▶ **PASSAGE FOR REVIEW**
-*-

Chitaru Kurihara, MD

Chitaru Kurihara, MD

Northwestern University Feinberg School of Medicine

Research Project:
Mechanisms of Chronic Allograft Dysfunction After Lung Transplant

Grant Awarded:

  • Catalyst Award

Research Topics:

  • biomarkers
  • combination therapies experimental therapeutics
  • immunology immunotherapy
  • lung transplantation

While lung transplantation is a life-saving treatment for a variety of end-stage lung diseases, long-term outcomes of patients undergoing this intervention are limited due to the development of chronic lung allograft dysfunction (CLAD). This is a severe lung disease where the immune system attacks the airways of the lungs, also known as chronic rejection.  We will determine whether drugs that we have shown reduce the risk of early graft injury, can reduce the risk of CLAD by reducing precluding normal repair in the lung.

Update:

Approximately 30% of lung transplant patients will develop CLAD within the first three years after lung transplant. In our first year, we have been successful in gathering significant amounts of new data. This has enabled us to show that genetic deletion of white blood cells essential to the immune system called non classical monocytes (NCM) in the donor lung reduce the severity of subsequent CLAD after lung transplant in a mouse model.  We plan to continue studying the effects of deleting donor lung NCMs to see if we can reduce the risk of CLAD.

-*-

(Records taken from a dataset)
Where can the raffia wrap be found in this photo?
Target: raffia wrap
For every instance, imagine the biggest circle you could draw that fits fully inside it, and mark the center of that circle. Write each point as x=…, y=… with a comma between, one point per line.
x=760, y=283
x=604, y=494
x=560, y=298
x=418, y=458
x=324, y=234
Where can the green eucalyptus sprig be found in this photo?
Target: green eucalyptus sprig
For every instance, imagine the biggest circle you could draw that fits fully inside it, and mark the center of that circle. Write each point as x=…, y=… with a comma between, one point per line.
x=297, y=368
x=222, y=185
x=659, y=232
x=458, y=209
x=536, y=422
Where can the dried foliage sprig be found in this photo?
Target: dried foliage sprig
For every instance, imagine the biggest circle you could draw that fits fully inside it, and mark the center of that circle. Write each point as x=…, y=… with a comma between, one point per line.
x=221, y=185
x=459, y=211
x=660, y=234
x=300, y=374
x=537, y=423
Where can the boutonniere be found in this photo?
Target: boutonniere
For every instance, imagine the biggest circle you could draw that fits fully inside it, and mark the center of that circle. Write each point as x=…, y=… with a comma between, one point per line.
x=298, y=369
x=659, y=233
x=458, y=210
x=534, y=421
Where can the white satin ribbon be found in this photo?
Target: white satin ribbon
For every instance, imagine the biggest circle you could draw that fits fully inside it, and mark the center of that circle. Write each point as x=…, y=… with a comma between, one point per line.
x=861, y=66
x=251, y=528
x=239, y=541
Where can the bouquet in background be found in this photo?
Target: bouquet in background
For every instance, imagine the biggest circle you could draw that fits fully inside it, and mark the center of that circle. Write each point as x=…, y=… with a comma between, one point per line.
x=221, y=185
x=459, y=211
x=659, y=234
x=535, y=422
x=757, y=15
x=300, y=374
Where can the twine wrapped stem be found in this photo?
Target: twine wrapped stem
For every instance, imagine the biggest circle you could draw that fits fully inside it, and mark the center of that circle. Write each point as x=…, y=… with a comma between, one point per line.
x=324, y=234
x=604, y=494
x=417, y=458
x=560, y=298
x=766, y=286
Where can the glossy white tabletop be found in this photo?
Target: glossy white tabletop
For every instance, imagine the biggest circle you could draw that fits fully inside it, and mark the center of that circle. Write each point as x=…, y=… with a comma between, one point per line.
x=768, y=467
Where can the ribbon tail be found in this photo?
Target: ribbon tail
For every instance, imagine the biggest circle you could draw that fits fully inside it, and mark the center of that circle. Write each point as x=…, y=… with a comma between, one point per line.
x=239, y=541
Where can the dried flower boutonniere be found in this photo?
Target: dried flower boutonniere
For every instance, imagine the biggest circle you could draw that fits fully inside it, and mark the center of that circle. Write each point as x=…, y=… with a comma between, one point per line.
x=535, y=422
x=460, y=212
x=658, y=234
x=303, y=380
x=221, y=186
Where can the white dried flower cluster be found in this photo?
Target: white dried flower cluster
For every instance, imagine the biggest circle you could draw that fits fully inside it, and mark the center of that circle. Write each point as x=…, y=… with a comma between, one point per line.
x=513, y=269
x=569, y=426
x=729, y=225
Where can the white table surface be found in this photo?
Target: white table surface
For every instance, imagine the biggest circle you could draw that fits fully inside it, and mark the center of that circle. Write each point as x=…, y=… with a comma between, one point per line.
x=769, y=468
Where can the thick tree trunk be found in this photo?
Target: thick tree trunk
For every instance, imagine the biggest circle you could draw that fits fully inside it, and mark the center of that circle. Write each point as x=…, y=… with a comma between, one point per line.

-*-

▶ **HOW TO COMPLETE THIS TASK**
Reproduce the entire Chitaru Kurihara research profile from above, word for word, with nothing changed or left out.

▶ **RESPONSE FOR THIS EXERCISE**
Chitaru Kurihara, MD

Chitaru Kurihara, MD

Northwestern University Feinberg School of Medicine

Research Project:
Mechanisms of Chronic Allograft Dysfunction After Lung Transplant

Grant Awarded:

  • Catalyst Award

Research Topics:

  • biomarkers
  • combination therapies experimental therapeutics
  • immunology immunotherapy
  • lung transplantation

While lung transplantation is a life-saving treatment for a variety of end-stage lung diseases, long-term outcomes of patients undergoing this intervention are limited due to the development of chronic lung allograft dysfunction (CLAD). This is a severe lung disease where the immune system attacks the airways of the lungs, also known as chronic rejection.  We will determine whether drugs that we have shown reduce the risk of early graft injury, can reduce the risk of CLAD by reducing precluding normal repair in the lung.

Update:

Approximately 30% of lung transplant patients will develop CLAD within the first three years after lung transplant. In our first year, we have been successful in gathering significant amounts of new data. This has enabled us to show that genetic deletion of white blood cells essential to the immune system called non classical monocytes (NCM) in the donor lung reduce the severity of subsequent CLAD after lung transplant in a mouse model.  We plan to continue studying the effects of deleting donor lung NCMs to see if we can reduce the risk of CLAD.